Exercise passage:
++++++++

Session Summary:  A View from Central Europe: Future of the EU

H.E. Ivan Korčok, Minister of Foreign and European Affairs of the Republic of Slovakia  

H.E. Jakub Kulhánek, Minister of Foreign Affairs of the Czech Republic  

H.E. Péter Szijjártó, Minister of Foreign Affairs and Trade of Hungary  

H.E. Zbigniew Rau, Minister of Foreign Affairs of the Republic of Poland  

Led by: Terry Martin, TV News Anchor, Journalist, Berlin


The discussion focused on the Visegrad 4 countries and their perception of the future of the region and the EU. The debate began with a reflection on the EU itself by each of the Visegrad 4 ministers. H.E. Péter Szijjártó started by stating that the EU is entering a new age, both in terms of global politics and global economy. This age contains a lot of competition for strength by global actors. He stresses the need for the European Union to be among the winners of this race, both in political strength and economic power. He further develops this notion by mentioning that to make the EU strong, it is imperative to focus on making the member state strong. He believes in transforming the individual strength of member states into the collective strength of the entire union. H.E. Jakub Kulhánek agreed by stating that in the future, he believes that the EU will be as the member states make it. He also added that while the EU has evolved, we should not forget the hard work and responsibility the member states took on when joining the EU.

H.E. Ivan Korčok praises the success story of Slovakia. He adds that the fact that Slovakia is a member of the European Union largely helped with its success. The EU opened the country and brought new responsibilities, opportunities, and economic development. Furthermore, he mentions the need to address the current issues and the outcomes of unresolved crises before looking into future challenges.

++++++++

Data extract:
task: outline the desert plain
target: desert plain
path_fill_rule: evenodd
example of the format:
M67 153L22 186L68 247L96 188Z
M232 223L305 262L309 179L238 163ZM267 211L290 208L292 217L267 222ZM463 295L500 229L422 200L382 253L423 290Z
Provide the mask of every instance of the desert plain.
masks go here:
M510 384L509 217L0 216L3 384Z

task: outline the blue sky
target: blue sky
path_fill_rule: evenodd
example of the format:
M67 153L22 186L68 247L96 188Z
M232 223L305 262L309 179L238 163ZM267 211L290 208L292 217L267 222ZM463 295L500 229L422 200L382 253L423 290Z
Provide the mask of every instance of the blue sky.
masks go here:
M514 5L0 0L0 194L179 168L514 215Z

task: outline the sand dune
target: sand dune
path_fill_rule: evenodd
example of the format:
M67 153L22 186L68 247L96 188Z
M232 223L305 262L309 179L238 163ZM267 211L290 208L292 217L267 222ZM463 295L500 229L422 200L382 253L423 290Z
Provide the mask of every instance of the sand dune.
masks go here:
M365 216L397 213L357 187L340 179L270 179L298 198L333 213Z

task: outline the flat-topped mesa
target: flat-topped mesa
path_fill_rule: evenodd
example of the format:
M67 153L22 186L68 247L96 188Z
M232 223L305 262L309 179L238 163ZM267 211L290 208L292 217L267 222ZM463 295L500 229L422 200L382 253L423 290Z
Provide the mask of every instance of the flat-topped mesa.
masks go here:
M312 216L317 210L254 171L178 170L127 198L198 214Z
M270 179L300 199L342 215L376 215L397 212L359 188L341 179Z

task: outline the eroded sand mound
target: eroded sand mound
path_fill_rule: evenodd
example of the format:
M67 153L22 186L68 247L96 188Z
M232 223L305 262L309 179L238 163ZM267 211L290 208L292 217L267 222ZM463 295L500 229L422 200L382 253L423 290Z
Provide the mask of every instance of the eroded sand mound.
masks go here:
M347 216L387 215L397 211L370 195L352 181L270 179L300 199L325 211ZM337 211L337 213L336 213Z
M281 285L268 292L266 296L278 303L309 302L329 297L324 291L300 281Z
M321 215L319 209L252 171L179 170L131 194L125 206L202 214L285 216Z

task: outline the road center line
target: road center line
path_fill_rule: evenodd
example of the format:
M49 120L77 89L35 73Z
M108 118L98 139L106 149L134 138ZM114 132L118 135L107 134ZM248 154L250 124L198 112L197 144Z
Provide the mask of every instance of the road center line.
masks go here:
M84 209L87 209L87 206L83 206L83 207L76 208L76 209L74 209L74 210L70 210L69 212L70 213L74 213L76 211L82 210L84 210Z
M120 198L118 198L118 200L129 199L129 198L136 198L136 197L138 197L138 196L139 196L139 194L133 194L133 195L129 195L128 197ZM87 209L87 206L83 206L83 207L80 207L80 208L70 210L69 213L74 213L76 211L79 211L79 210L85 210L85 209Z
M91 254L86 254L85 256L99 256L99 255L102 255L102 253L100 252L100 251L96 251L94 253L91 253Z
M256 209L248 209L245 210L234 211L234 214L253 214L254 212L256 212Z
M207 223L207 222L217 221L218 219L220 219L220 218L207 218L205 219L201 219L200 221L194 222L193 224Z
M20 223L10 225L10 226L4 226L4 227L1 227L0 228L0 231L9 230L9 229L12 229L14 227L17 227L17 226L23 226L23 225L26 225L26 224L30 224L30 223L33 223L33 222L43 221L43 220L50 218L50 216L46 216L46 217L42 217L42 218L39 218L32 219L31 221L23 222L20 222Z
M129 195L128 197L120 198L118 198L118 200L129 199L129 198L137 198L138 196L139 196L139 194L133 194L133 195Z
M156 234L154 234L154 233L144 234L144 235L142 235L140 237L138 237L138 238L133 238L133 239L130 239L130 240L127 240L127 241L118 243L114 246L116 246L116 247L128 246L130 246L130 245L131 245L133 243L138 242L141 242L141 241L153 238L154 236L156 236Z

++++++++

Study questions:
a – In the session summary, who led the discussion among the four ministers?
b – Copy from the session summary the part that opens with the words containing "H.E. Ivan Korčok praises" and closes with "into future challenges.".

Results for each task:
a – Terry Martin, TV News Anchor, Journalist, Berlin.

b –
H.E. Ivan Korčok praises the success story of Slovakia. He adds that the fact that Slovakia is a member of the European Union largely helped with its success. The EU opened the country and brought new responsibilities, opportunities, and economic development. Furthermore, he mentions the need to address the current issues and the outcomes of unresolved crises before looking into future challenges.